[Start of section]

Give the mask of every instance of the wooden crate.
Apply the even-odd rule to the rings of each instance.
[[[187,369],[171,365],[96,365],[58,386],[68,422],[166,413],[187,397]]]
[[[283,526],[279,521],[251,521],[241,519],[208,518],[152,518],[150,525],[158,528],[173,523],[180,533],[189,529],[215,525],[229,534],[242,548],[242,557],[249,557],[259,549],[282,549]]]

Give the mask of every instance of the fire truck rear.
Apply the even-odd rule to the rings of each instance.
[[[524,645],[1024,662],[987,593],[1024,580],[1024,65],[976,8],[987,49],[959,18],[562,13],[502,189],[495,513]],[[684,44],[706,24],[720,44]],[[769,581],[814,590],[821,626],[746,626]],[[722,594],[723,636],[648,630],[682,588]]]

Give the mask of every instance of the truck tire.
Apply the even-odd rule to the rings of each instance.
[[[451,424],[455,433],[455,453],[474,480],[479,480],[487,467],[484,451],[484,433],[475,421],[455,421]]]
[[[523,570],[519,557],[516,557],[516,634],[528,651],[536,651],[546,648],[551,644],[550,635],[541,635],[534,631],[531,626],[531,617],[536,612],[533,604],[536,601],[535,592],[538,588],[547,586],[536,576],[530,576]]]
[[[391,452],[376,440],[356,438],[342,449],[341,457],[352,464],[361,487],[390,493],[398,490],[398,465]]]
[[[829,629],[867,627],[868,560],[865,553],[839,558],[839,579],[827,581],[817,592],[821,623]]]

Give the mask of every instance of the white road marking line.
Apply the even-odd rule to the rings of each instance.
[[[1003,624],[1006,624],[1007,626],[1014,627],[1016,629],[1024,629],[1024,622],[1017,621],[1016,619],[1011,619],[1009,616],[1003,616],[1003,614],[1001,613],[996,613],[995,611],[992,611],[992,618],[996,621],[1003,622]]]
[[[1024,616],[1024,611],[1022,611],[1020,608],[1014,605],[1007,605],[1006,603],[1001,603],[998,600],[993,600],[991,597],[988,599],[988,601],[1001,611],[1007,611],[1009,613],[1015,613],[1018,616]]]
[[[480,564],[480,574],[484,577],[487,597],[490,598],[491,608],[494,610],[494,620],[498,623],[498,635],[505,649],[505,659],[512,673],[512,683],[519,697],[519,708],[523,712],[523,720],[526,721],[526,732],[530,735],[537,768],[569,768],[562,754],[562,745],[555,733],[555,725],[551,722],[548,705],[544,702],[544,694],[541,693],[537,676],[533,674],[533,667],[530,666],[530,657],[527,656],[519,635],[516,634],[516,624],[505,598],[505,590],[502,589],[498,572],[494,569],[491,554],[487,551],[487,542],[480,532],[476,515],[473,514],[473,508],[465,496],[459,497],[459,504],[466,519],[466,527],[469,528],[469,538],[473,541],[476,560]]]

[End of section]

Within the data above, the span starting at the line containing "Give the mask of every instance of the fire" and ending at the line containing "Give the mask of every instance of the truck" is to be retyped exactly, with no other lines.

Give the mask of every instance of the fire truck rear.
Apply the even-odd rule to the rings of each instance.
[[[524,645],[1024,662],[987,593],[1024,580],[1024,65],[976,8],[987,49],[959,18],[562,13],[502,189],[495,513]],[[684,44],[706,24],[720,44]],[[769,581],[814,590],[821,626],[746,626]],[[722,594],[723,636],[648,630],[682,588]]]

Give the mask of every instance of the truck tire.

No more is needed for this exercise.